→ **EXERCISE 1**
Answer these questions from the baseball column:
(a) Which game did the two UC San Francisco scientists attend after learning they had won the Nobel Prize?
(b) What batting average does the baseball column give for Mark Grace?
(c) What nicknames does the writer give Clark and Henderson?
→ **EXERCISE 2**
Extract the passage of the baseball column that starts at "Yet, the wide" and ends at "are prizes .".

→ **TEXT EXCERPT**
###

Yet, the wide world of sports keeps right on spinning, for some. Even when two UC San Francisco scientists found out Monday that they had won the Nobel Prize in medicine for their work in cancer research, they interrupted their celebration to attend the Giants’ pennant-clinching game against the Chicago Cubs at Candlestick Park. Evidently, there are prizes and there are prizes .

One day apart, Oakland and San Francisco took the pennants, thanks to two of the truly awesome, totally bitchin’, really rad (might as well speak Californian here) performances in baseball since the invention of, well, baseball. Will Clark, Rickey Henderson, get real, willya? Nobody on Earth could have had a better year with a bat, with the possible exception of Michael Keaton.

Whatever these guys have been eating for breakfast, spoon me some. Mark Grace of the Chicago Cubs batted .647, and in the process probably became the third most valuable player of the playoffs. Clark and Henderson--or, as I now call them, Mr. Hit and Mr. Run--tore through Chicago and Toronto as if playing against American Legion teams. You couldn’t get them out, couldn’t throw them out. At their hotels, there probably was trouble checking them out.

###

→ **EXTRACTED ENTRIES**

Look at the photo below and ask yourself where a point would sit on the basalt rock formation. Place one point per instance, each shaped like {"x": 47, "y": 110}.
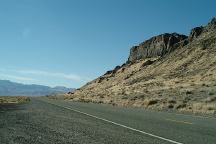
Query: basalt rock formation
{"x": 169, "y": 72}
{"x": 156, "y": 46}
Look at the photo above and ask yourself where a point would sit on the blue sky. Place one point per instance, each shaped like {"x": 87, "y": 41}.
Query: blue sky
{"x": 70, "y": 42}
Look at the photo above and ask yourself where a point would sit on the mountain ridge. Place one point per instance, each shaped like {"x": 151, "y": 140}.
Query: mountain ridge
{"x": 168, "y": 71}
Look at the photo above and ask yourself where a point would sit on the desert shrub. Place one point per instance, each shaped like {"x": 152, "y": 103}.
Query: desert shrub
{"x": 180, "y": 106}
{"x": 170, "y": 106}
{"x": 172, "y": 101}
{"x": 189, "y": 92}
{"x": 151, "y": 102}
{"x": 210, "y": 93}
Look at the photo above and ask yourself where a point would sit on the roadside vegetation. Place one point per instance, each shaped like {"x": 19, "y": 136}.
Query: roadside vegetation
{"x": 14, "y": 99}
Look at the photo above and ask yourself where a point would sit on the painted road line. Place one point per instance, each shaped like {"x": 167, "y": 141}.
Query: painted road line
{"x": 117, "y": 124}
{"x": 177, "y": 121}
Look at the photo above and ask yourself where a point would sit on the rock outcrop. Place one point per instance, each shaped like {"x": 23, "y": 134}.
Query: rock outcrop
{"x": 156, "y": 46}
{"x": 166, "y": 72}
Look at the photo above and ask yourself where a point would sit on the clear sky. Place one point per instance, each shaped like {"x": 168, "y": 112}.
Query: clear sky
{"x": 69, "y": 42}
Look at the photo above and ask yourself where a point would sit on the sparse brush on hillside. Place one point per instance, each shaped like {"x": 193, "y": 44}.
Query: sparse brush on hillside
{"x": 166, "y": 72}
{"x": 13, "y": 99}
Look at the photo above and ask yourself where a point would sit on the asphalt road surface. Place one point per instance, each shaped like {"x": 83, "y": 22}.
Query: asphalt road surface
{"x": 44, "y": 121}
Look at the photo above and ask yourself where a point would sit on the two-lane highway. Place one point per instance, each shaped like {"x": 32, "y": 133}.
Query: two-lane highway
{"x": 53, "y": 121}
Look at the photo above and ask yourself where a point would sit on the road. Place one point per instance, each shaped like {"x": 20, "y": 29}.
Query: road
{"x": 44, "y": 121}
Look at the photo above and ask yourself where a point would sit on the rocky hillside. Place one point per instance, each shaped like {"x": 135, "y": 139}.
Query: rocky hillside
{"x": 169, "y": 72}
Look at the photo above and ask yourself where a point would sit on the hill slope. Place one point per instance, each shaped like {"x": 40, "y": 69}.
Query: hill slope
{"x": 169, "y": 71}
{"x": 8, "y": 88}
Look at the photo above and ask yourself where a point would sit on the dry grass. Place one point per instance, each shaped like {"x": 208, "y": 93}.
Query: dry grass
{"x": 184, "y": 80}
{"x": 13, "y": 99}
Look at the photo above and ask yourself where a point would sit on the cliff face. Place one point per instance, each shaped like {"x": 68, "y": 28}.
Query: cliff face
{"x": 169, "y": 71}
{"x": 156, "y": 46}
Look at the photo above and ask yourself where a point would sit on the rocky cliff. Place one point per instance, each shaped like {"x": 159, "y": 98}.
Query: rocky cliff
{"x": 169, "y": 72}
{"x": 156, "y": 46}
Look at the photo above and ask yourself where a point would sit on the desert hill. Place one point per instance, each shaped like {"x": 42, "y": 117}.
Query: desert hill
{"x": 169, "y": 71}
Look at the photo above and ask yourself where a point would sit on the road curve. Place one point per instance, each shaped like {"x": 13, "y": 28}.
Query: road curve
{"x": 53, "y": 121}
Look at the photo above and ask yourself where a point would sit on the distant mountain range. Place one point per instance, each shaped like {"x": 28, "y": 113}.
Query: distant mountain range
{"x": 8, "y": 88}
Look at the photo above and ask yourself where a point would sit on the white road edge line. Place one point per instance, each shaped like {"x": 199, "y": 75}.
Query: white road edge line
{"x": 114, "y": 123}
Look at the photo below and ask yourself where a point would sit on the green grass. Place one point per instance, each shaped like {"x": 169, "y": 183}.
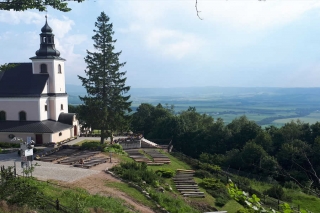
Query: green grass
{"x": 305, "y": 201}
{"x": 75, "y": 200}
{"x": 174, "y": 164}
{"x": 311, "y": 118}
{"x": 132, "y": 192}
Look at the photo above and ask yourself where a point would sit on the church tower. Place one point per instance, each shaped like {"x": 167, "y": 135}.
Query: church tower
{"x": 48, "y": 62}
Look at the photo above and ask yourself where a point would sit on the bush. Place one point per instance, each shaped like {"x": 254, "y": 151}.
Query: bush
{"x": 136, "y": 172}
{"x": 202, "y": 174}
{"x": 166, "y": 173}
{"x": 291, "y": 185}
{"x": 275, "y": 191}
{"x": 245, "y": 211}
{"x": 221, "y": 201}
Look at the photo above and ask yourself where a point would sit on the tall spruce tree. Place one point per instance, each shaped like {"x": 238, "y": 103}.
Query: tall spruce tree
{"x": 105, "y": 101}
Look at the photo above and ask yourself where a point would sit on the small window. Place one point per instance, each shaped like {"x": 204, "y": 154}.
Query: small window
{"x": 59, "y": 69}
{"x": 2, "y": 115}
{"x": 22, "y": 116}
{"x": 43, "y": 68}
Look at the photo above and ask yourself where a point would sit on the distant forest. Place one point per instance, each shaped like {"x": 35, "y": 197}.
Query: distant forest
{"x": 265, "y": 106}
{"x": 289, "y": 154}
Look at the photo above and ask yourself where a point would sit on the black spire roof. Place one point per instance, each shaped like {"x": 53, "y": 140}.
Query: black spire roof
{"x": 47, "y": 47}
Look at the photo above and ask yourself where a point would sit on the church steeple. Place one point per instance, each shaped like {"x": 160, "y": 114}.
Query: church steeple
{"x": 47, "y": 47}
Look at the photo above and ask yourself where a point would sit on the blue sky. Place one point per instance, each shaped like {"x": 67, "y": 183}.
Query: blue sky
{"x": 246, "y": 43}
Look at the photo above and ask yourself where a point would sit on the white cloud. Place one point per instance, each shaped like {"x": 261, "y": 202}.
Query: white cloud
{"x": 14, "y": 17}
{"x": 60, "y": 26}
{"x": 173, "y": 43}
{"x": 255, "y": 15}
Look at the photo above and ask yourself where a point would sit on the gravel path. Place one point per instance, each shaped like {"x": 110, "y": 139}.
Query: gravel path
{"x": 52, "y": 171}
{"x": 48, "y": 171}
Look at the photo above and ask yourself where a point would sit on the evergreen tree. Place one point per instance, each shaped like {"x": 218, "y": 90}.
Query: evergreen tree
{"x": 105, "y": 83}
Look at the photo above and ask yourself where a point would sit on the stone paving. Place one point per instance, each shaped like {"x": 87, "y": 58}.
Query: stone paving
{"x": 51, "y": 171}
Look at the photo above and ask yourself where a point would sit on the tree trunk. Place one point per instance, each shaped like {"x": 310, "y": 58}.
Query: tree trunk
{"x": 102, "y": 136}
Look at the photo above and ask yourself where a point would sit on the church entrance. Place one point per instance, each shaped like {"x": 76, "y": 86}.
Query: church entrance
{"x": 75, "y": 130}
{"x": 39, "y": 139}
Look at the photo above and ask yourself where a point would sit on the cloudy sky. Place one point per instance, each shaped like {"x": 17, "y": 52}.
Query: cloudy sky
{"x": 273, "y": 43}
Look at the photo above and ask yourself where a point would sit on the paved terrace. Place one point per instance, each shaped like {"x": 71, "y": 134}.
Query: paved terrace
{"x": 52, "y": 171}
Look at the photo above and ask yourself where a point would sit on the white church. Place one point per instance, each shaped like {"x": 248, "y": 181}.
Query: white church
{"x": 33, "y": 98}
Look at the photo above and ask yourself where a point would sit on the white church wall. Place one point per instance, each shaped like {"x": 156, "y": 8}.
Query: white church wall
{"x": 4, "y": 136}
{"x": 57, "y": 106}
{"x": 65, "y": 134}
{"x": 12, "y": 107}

###

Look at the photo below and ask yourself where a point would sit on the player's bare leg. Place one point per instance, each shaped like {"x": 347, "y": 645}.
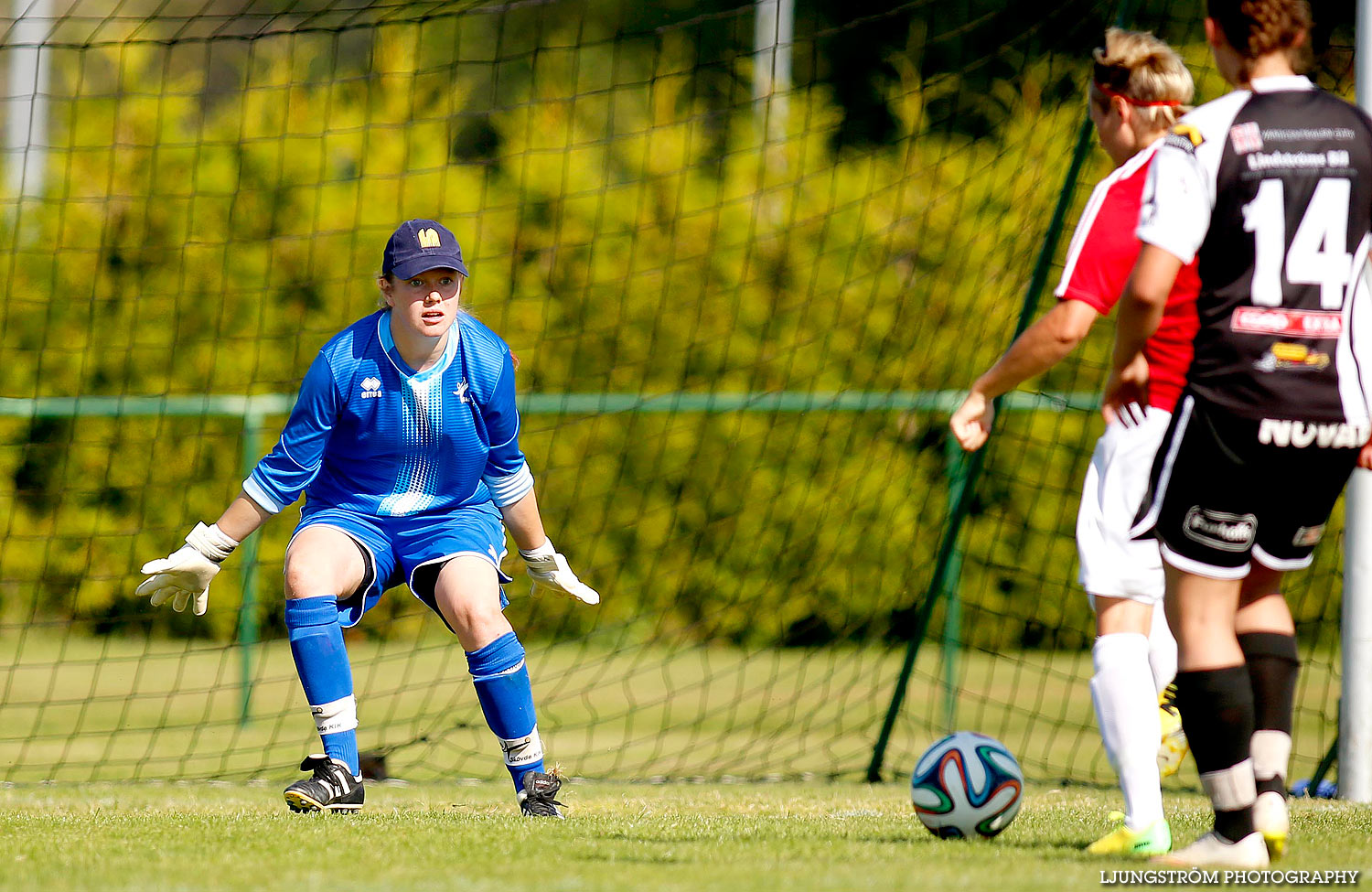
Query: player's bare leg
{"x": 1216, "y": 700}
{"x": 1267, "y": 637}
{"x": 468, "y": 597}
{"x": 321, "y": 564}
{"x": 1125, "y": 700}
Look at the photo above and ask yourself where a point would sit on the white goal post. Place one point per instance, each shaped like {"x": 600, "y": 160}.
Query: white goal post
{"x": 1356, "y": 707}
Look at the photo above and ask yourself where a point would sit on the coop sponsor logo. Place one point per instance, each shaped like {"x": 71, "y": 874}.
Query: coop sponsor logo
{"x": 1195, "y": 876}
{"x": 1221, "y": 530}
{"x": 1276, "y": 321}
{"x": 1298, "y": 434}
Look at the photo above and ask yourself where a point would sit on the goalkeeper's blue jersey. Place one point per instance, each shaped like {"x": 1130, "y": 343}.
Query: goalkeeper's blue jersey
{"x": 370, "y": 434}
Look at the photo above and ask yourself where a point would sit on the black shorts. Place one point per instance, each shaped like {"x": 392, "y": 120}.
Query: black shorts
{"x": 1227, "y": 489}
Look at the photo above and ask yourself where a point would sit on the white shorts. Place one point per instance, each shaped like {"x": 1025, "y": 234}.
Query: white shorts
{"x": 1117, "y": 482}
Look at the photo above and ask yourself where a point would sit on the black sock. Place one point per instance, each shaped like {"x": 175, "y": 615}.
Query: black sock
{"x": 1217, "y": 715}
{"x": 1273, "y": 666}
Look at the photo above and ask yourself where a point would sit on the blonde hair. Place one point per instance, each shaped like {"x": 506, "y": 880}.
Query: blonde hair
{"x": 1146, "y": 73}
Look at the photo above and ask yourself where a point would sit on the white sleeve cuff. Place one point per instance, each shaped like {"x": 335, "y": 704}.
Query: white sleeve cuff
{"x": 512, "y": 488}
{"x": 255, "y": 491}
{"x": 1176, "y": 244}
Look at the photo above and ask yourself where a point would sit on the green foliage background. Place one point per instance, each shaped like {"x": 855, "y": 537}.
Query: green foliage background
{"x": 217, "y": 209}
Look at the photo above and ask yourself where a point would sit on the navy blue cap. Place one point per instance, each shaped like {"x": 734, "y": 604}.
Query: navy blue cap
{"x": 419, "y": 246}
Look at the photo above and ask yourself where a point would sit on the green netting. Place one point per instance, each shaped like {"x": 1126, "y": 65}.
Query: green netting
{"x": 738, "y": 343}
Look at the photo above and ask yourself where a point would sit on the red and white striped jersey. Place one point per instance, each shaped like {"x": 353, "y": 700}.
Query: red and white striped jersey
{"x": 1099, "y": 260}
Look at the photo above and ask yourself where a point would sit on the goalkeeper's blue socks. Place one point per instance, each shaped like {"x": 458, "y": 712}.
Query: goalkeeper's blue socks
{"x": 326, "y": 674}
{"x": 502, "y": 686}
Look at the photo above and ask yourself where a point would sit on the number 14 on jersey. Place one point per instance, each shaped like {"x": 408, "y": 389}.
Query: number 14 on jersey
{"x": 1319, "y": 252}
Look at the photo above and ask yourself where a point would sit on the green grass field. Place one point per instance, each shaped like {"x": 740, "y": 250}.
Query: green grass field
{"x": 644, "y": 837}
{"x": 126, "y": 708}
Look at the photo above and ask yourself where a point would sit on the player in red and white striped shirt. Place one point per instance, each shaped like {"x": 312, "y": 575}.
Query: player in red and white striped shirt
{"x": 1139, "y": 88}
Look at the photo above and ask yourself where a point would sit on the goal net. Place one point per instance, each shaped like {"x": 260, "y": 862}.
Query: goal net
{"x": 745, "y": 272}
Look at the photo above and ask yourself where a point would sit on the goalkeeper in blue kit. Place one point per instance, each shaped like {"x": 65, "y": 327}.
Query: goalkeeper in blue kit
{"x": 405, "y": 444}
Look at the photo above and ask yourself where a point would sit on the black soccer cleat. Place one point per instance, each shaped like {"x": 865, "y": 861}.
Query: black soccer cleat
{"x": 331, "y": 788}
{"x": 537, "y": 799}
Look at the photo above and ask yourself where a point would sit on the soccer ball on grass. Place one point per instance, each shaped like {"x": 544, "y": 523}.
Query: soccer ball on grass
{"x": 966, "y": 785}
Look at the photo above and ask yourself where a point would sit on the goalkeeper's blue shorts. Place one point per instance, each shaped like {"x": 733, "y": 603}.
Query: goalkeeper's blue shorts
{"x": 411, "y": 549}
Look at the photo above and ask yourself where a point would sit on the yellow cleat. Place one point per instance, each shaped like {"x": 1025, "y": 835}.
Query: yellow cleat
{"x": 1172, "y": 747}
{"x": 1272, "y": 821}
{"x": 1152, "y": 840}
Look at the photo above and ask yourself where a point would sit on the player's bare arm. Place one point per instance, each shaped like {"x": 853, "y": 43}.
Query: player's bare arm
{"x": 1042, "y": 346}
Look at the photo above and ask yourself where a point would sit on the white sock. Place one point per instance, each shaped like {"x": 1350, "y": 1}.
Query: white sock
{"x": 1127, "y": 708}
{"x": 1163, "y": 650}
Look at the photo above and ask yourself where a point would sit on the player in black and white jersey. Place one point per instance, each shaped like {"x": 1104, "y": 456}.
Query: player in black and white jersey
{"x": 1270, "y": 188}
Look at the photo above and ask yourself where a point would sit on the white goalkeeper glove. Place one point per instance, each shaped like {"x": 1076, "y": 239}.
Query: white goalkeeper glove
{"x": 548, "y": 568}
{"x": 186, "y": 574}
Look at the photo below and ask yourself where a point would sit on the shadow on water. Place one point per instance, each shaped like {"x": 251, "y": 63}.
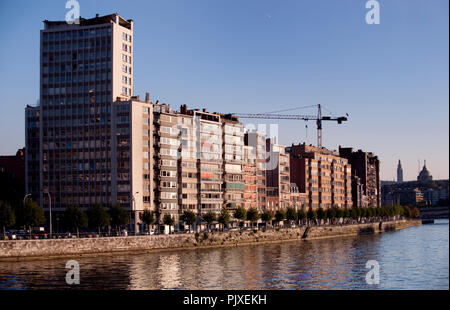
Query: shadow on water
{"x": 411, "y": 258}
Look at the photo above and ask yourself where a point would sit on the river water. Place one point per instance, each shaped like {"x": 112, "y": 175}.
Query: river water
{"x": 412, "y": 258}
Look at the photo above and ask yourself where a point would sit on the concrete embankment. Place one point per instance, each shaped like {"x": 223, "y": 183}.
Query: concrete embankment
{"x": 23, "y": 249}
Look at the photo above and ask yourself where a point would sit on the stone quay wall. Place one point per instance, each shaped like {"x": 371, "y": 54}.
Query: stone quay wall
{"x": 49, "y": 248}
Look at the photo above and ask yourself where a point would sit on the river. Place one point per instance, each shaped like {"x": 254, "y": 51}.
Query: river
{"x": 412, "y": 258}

###

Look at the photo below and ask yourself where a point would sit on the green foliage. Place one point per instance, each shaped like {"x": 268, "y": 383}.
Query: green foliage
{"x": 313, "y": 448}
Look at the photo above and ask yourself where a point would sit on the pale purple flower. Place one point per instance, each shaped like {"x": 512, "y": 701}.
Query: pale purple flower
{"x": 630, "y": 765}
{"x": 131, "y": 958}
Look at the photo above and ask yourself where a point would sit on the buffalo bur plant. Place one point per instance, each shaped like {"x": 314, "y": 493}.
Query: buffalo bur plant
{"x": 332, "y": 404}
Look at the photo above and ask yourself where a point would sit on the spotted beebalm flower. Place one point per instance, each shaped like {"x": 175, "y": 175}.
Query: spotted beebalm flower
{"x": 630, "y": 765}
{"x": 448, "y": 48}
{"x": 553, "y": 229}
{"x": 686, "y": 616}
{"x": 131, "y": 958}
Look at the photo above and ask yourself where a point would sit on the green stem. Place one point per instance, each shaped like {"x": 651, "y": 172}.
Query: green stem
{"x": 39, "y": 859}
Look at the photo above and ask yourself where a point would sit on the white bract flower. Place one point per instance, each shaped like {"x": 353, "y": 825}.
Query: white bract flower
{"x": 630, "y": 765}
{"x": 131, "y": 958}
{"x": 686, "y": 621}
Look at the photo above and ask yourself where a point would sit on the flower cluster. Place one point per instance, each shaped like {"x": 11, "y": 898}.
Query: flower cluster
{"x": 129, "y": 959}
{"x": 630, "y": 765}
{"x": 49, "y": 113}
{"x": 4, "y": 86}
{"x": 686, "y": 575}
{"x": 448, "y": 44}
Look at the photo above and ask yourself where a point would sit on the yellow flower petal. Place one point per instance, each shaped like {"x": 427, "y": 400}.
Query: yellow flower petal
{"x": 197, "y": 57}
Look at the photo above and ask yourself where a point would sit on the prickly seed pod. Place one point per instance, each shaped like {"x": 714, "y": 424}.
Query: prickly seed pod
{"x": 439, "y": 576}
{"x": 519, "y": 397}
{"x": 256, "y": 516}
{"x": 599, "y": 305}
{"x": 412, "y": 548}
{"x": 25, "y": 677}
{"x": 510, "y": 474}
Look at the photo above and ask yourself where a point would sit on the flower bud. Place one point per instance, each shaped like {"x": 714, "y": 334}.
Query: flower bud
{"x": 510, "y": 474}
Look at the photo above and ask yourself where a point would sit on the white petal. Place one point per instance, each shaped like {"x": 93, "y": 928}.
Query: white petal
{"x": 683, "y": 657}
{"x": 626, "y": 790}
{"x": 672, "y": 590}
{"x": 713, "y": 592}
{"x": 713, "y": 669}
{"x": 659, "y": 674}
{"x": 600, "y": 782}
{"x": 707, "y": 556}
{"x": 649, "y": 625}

###

→ **ANSWER BOX 1**
(a) The Giants' pennant-clinching game against the Chicago Cubs at Candlestick Park.
(b) .647
(c) Mr. Hit and Mr. Run.

→ **ANSWER BOX 2**
Yet, the wide world of sports keeps right on spinning, for some. Even when two UC San Francisco scientists found out Monday that they had won the Nobel Prize in medicine for their work in cancer research, they interrupted their celebration to attend the Giants’ pennant-clinching game against the Chicago Cubs at Candlestick Park. Evidently, there are prizes and there are prizes .